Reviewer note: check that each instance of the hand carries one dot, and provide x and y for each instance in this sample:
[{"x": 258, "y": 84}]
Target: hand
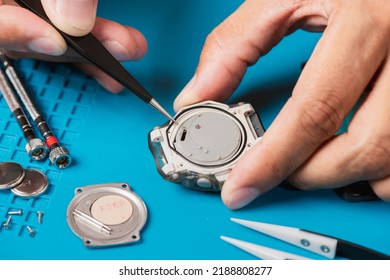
[
  {"x": 23, "y": 34},
  {"x": 300, "y": 144}
]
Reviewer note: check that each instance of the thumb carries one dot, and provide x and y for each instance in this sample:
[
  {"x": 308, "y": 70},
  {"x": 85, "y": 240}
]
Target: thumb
[
  {"x": 74, "y": 17},
  {"x": 238, "y": 42}
]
========
REQUIREMENT: Every line that holds the word "Reviewer" should be copied from the records.

OUTPUT FOR THIS EXERCISE:
Reviewer note: check that each instance of the hand carries one dot, and provide x and y for each instance in this sample:
Reviewer note: check that each instance of the thumb carries one dot, and provide x and y for each instance in this sample:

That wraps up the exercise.